▸ **Text shown**
>>>

An anonymous reader writes "Phoronix is running a news story about the XreaL project, which its lead developer claims is the most advanced open-source game engine. XreaL is based upon the vintage Quake 3 engine, but it has been rewritten over the course of many months such that it no longer resembles the original id Software engine. The XreaL engine has its renderer written entirely in GLSL with compliance toward the OpenGL ES 2.0 specification in mind, but it supports the new OpenGL 3.0/3.1 specification and is able to take advantage of its new features. XreaL has also added an HDR pipeline to its engine and on modern hardware is actually GPU — not CPU — bottlenecked. XreaL can also load game content from Unreal Tournament 3. This engine, which is described to be as powerful as what can be found in Doom 3 or Call of Duty 4, is written entirely with free software. The XreaL project has created plug-ins for Maya to broaden their game development capabilities."

10 of 137 comments (clear)

  1. 'bout time by tannsi · · Score: 2, Insightful

    The pure potential is awesome. If, however they are uptight about letting people develop non-open-source games for this it will fail, hard.

  2. great by Turiko · · Score: 4, Insightful

    hopefully this will lead to more modern-looking open-source games. That's the reason the regular gamer won't play open-source. Unless there's somethign else i nthe game you can't find anywhere else :P.

    1. Re:great by drinkypoo · · Score: 2, Insightful

      The simple truth is that trying to build a FoSS game based on a commercial model is stupid, unnecessary, and in any case bound to fail anyway. The great thing about an Open game is that it can be worked on for fucking ages and still come out to be positive. A good game is always good whether it is the latest and greatest or not.

      --
      "You're right," Fisheye says. "I should have set it on 'whip' or 'chop.'"
  3. Humility would be a virtue by kripkenstein · · Score: 3, Insightful

    YAFPS

    Not only YAFPS, but also the screenshots are poorer than other FOSS FPSes. For example, they lack basics such as dynamic shadows.

<<<

▸ **Listed entries**
>>>

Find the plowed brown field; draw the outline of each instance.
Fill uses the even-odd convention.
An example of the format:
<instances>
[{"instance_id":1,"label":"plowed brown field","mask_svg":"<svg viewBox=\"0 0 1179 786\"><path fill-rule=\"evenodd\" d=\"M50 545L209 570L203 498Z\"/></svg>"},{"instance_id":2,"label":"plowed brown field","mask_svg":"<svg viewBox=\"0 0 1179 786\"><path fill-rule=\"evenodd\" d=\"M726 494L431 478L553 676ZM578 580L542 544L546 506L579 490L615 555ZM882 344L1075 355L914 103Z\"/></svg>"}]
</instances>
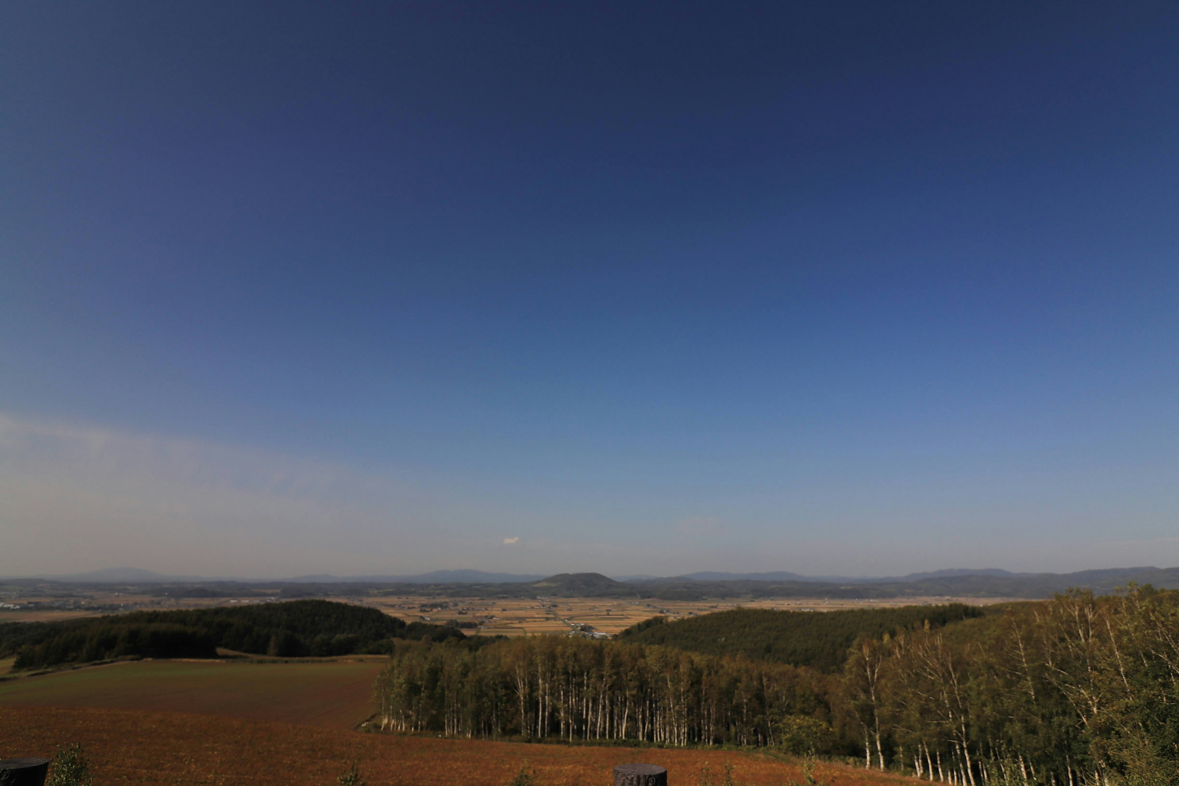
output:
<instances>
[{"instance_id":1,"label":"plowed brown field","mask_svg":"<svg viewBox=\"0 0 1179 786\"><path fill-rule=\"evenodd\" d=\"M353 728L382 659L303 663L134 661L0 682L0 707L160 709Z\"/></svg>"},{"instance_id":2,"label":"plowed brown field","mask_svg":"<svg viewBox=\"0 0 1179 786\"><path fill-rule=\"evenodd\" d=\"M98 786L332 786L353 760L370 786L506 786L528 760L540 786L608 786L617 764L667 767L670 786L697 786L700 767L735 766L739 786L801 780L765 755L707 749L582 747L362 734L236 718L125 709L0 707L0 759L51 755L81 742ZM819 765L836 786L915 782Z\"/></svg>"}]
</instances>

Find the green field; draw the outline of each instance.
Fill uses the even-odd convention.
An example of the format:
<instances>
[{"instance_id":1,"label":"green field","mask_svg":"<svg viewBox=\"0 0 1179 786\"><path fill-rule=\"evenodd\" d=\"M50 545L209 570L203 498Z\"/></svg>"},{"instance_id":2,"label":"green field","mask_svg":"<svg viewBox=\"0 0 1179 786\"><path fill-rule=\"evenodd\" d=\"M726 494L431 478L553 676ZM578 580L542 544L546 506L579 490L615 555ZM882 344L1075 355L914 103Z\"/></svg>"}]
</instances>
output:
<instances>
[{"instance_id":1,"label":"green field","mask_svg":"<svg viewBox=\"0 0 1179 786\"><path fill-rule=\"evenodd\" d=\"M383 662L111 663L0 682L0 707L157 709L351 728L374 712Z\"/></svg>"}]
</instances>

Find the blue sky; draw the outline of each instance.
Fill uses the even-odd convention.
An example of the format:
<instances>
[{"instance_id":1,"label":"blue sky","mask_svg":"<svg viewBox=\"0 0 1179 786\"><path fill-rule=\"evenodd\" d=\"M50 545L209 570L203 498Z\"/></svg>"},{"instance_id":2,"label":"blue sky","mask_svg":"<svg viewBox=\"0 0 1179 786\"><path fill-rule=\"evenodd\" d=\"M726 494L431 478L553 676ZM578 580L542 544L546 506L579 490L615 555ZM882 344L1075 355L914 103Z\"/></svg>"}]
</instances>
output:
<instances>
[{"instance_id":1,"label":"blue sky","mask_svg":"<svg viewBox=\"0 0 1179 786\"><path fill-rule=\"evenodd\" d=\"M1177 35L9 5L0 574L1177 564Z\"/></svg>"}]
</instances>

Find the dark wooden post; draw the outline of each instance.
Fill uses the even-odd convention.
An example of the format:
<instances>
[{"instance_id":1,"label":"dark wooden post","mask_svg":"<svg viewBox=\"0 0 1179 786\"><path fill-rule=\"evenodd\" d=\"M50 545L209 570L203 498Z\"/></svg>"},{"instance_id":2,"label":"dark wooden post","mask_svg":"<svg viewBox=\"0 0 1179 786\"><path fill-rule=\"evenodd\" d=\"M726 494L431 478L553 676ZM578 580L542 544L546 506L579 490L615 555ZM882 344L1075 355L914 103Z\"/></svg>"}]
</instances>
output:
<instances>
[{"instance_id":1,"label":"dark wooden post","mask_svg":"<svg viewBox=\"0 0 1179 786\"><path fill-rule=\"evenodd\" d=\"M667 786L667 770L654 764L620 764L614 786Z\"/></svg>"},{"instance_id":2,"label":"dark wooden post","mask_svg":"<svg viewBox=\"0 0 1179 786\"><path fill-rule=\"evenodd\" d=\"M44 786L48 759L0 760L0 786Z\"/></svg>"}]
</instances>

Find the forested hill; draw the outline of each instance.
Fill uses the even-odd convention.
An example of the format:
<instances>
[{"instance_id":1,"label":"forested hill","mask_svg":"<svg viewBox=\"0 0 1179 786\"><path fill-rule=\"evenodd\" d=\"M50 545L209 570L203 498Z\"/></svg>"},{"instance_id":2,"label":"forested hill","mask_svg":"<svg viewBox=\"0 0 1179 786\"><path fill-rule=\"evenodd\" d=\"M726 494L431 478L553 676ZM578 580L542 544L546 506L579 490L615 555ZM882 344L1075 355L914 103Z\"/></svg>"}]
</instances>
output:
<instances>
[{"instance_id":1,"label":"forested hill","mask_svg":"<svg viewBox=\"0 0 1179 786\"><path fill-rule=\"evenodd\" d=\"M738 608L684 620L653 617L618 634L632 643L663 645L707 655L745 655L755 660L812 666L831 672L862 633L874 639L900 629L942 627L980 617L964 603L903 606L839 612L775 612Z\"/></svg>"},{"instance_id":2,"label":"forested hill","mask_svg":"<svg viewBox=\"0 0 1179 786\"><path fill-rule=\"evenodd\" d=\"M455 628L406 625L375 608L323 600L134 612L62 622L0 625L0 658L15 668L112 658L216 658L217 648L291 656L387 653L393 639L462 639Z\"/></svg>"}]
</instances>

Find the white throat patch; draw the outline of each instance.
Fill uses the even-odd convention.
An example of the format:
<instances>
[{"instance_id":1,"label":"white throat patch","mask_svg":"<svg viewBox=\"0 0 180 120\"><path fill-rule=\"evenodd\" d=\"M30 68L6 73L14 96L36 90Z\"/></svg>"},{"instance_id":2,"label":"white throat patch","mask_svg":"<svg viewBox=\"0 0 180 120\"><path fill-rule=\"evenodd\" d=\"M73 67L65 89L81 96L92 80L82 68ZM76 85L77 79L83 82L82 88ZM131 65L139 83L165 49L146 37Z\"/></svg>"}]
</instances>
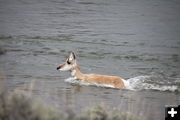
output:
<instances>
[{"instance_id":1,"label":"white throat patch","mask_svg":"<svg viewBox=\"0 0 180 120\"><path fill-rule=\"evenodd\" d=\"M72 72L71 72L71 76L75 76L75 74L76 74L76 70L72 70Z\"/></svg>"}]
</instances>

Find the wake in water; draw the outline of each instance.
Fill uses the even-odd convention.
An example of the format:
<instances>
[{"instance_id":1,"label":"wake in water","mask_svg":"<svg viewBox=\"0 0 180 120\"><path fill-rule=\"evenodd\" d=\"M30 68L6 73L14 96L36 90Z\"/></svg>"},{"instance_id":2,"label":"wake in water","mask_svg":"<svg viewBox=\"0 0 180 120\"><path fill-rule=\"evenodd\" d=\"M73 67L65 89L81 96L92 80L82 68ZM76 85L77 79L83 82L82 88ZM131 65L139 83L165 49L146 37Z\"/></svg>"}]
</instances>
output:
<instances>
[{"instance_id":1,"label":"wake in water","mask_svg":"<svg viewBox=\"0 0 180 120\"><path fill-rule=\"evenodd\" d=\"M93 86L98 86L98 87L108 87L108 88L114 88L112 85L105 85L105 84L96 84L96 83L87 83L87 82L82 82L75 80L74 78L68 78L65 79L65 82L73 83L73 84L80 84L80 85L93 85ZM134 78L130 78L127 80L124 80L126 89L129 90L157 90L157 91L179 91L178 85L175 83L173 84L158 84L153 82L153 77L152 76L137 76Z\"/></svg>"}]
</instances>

<<<

▸ **What you will do**
• A. Lay out the records as a Markdown table with the columns Row and Line, starting at the line that contains "Find the wake" and ending at the last line of the records. Number each line in the Row column and leave out blank lines.
• B. Carry on the text about the XreaL game engine from where it stops.
The text about the XreaL engine and the records are unrelated material.

▸ **Answers per task**
• A.
| Row | Line |
|---|---|
| 1 | Find the wake in water; draw the outline of each instance. |
| 2 | Fill uses the even-odd convention. |
| 3 | An example of the format: |
| 4 | <instances> |
| 5 | [{"instance_id":1,"label":"wake in water","mask_svg":"<svg viewBox=\"0 0 180 120\"><path fill-rule=\"evenodd\" d=\"M30 68L6 73L14 96L36 90Z\"/></svg>"},{"instance_id":2,"label":"wake in water","mask_svg":"<svg viewBox=\"0 0 180 120\"><path fill-rule=\"evenodd\" d=\"M73 67L65 89L81 96L92 80L82 68ZM76 85L77 79L83 82L82 88ZM131 65L139 83L165 49L146 37Z\"/></svg>"}] |
| 6 | </instances> |
| 7 | output: |
| 8 | <instances> |
| 9 | [{"instance_id":1,"label":"wake in water","mask_svg":"<svg viewBox=\"0 0 180 120\"><path fill-rule=\"evenodd\" d=\"M93 86L98 86L98 87L108 87L108 88L114 88L112 85L105 85L105 84L96 84L96 83L87 83L87 82L82 82L75 80L74 78L68 78L65 79L65 82L73 83L73 84L80 84L80 85L93 85ZM134 78L130 78L127 80L124 80L126 89L129 90L157 90L157 91L179 91L178 85L175 83L173 84L158 84L153 82L153 77L152 76L137 76Z\"/></svg>"}] |
| 10 | </instances> |

• B.
    It seems the article authors got excited from the claim that the engine is written in GLSL and is OpenGL 3.0-focused. That, and the engine developer is not exactly humble, with claims like "definitely the most advanced open-source game engine".

    Instead of dissing other engines - which offer greatly superior visuals, to boot, just look at screenshots - he should let his achievements speak for themselves. They don't, thus far.

    1. Re:Humility would be a virtue by zwei2stein · · Score: 4, Insightful

      Bad art direction makes good engine look unimpressive.

      And good art will make feature lacking engines look awesome.

      --
      -- Technology for the sake of technology is as pathetic as eschewing technology because it's technology.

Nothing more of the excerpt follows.